• **What you will do**
Gather every line of the records below that contains the word "asphalt", and copy each of those lines out in full.

• **Provided records**
◆ ◆ ◆ ◆ ◆ ◆ ◆

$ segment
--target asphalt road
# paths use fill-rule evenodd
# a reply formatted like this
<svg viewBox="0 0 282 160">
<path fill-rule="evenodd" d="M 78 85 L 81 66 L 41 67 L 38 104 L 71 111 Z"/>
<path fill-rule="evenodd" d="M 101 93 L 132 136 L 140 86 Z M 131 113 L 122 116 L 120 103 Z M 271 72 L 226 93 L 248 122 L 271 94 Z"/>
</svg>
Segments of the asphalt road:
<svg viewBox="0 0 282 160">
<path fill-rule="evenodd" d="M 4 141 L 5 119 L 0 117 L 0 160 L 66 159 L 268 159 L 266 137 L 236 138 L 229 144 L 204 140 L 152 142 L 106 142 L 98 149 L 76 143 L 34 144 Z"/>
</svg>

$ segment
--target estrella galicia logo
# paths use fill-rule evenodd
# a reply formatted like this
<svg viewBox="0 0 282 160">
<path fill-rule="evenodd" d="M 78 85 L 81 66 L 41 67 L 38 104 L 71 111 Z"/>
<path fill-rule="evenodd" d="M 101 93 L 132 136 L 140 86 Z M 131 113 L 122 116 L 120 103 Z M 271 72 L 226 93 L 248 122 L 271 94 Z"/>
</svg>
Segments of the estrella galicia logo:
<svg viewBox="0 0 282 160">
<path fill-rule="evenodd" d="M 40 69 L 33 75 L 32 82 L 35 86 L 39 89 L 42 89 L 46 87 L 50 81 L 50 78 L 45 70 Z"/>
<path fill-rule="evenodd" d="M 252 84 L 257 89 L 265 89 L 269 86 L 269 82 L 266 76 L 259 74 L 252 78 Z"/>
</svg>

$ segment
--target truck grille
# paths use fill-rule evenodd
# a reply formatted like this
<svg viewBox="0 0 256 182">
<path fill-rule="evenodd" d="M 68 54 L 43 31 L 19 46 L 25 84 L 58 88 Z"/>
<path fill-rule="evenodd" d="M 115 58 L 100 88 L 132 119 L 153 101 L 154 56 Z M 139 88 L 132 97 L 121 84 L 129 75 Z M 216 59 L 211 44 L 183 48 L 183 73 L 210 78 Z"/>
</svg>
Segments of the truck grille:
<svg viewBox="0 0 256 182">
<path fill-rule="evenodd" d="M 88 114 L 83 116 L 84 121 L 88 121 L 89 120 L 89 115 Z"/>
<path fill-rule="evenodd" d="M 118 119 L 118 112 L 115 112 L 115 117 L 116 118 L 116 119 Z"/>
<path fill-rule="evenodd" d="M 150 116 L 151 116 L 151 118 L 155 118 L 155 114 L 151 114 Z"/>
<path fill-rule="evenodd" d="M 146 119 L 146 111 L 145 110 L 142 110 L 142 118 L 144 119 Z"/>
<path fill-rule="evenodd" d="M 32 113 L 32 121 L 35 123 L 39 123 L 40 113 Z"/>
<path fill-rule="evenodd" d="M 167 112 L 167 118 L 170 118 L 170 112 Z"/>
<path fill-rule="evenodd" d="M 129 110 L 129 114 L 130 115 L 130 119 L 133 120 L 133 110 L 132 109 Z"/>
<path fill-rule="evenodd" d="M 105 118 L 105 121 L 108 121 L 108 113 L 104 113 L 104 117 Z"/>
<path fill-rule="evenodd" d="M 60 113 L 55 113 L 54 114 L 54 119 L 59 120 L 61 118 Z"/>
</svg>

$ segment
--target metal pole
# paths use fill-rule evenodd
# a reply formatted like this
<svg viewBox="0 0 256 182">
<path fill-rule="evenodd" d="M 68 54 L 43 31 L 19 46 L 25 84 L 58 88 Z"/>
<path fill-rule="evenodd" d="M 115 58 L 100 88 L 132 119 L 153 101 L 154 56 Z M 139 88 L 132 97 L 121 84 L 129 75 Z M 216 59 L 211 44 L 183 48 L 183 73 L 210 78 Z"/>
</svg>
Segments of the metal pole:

◆ ◆ ◆ ◆ ◆ ◆ ◆

• **Response below**
--target asphalt road
Segments of the asphalt road:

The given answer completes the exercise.